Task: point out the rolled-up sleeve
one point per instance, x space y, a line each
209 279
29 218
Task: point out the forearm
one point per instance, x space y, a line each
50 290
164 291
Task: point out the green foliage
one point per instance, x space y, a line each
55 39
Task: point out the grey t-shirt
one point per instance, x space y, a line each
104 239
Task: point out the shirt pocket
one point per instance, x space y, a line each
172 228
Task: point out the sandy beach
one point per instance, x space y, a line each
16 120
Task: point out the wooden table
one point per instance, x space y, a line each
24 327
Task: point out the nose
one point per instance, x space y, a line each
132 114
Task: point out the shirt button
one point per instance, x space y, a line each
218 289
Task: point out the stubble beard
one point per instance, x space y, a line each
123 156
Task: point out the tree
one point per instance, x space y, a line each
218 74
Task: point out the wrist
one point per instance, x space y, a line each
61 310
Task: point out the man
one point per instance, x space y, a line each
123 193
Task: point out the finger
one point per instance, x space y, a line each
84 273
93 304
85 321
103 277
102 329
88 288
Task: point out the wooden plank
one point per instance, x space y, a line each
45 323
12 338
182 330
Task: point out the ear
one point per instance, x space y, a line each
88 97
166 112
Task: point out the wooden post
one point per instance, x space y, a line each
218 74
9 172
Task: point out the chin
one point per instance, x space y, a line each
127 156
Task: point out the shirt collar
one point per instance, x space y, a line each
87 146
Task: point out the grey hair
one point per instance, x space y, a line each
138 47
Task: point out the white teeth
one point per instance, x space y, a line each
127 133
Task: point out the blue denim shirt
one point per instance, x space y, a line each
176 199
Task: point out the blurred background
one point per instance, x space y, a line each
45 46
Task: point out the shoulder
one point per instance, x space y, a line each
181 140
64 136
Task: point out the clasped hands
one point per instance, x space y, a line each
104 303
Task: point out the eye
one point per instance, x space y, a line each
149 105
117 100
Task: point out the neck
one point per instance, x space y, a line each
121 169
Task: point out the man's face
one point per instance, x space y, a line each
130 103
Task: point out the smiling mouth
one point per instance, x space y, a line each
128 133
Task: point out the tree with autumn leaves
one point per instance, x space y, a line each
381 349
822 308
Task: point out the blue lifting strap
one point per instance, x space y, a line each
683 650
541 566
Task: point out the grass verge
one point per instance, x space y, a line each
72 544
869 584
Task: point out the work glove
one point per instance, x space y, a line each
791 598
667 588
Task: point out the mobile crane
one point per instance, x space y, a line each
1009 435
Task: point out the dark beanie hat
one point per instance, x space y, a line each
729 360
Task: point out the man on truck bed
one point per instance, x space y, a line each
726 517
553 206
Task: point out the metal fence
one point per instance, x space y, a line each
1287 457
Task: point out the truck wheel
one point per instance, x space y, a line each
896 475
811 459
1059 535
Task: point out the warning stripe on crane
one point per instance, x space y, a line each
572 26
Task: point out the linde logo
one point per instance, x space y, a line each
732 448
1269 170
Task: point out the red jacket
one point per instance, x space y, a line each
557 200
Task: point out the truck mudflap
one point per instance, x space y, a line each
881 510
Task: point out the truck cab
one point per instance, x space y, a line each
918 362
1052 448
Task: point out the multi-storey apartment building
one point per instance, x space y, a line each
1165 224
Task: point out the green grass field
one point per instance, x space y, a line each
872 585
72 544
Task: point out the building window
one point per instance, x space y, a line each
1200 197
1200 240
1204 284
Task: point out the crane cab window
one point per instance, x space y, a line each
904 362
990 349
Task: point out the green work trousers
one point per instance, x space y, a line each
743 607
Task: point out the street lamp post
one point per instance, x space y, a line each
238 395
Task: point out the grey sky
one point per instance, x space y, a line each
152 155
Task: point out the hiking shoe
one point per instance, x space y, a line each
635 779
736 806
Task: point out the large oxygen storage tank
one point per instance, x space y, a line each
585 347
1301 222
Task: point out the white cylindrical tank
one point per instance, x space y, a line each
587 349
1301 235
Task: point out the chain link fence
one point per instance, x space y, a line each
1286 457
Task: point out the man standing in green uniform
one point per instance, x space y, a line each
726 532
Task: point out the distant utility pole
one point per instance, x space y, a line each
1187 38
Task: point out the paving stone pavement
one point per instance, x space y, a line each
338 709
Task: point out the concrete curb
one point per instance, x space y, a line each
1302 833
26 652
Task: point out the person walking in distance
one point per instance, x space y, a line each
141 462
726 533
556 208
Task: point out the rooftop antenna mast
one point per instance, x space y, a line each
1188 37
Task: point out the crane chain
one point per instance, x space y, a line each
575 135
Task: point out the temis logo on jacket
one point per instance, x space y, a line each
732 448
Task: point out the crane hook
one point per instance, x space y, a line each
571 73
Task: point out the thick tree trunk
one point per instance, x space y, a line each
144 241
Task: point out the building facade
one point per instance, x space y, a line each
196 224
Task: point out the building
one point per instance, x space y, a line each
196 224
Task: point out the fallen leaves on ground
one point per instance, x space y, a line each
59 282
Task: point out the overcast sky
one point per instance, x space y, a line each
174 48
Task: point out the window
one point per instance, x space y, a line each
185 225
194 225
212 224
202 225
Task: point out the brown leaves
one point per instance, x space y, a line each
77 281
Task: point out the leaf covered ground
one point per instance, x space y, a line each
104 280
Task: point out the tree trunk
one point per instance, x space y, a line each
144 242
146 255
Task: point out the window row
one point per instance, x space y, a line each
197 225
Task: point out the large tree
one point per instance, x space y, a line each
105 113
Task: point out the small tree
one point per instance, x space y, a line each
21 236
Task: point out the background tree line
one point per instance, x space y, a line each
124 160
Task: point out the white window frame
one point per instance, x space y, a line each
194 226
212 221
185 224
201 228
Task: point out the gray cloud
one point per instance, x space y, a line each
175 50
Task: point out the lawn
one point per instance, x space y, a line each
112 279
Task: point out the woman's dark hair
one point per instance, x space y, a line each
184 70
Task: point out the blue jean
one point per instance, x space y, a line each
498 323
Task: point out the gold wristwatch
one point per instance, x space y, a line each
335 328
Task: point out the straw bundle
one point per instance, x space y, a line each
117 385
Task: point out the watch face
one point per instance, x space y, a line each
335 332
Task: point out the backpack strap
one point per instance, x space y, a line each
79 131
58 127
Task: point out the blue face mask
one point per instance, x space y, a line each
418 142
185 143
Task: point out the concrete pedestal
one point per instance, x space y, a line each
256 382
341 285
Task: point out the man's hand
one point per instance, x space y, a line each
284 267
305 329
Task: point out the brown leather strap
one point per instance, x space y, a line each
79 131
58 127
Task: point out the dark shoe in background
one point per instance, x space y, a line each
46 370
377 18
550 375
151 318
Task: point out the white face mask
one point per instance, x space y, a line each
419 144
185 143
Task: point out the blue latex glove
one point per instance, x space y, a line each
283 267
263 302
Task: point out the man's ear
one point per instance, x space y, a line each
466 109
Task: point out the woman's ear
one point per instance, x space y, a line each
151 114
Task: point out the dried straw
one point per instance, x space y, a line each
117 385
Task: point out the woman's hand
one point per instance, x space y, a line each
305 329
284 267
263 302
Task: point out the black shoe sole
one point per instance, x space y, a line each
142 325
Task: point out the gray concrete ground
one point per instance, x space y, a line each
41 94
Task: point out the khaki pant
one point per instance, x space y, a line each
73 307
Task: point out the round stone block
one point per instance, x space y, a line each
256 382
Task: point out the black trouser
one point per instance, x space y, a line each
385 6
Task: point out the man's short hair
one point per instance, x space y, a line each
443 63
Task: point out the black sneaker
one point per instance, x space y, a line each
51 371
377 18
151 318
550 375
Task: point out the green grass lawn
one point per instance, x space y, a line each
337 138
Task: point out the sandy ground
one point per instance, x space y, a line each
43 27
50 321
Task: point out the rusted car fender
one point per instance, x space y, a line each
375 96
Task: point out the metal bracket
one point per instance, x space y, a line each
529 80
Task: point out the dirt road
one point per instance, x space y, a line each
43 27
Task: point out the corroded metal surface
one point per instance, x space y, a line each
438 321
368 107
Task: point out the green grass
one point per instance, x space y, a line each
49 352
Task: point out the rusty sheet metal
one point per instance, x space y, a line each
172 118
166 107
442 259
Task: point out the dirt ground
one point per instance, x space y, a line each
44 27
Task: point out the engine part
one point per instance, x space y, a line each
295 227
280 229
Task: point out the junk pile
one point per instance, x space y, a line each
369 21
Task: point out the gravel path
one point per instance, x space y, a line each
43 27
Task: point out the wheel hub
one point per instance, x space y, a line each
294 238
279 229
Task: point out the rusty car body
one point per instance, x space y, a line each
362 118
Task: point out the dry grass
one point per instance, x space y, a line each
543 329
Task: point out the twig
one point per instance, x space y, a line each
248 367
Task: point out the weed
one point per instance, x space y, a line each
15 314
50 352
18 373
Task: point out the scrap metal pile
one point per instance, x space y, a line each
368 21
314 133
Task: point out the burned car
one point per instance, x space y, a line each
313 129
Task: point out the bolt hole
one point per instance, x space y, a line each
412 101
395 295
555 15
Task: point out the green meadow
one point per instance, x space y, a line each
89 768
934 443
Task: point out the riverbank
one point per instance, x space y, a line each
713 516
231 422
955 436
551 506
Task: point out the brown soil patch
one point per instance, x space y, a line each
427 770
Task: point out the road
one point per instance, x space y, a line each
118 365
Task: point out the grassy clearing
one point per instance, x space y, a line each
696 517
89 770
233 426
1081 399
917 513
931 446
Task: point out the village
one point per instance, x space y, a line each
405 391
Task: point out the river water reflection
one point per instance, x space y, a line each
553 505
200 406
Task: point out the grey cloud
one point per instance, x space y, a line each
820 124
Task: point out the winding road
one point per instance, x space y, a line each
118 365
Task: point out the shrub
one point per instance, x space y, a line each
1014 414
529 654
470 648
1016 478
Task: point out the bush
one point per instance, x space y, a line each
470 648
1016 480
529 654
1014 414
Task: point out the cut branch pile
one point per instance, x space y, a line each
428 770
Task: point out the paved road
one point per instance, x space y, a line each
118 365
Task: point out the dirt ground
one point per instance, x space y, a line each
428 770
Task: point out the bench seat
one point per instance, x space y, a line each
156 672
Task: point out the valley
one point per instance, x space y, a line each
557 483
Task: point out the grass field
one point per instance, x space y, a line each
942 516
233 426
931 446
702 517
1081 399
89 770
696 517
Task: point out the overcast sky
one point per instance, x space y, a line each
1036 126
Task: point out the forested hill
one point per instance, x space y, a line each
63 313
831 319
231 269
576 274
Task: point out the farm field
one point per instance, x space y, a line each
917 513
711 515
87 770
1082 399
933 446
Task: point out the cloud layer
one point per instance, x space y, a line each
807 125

Task instructions:
From the entries above, write out only the lines starting at the line that holds "Task: point out the blurred background" and ending at the line that holds "Task: point out the dark beanie hat", keeping both and matching them exactly.

Exercise answer:
Task: point out the blurred background
one point per instance, x space y, a line each
45 46
Task: point out the shoulder
one point per instance, x space y, a line each
181 140
64 136
Task: point out the clasped hands
one point per instance, x space y, a line each
104 303
Task: point out the eye
one point per instance, x space y, a line each
149 105
117 100
Task: point out the neck
one point per instance, x space y, a line each
121 169
Task: point out the man's face
one point per instance, x space y, a line each
130 103
Task: point out the smiling mouth
one point per instance, x space y, a line each
128 133
Task: point out the tree with autumn leaves
one point per instance, x space y, a line each
381 349
822 308
Task: point out the blue lifting strap
one point per instance, x space y, a line each
683 650
541 566
Task: point out the grass verge
one point per instance, x space y, a line each
72 544
869 584
Task: point out the work glove
one point per instance, x space y, a line each
791 598
667 588
Task: point out the mobile crane
one point per instance, x space y, a line each
1009 435
Task: point out the dark beanie hat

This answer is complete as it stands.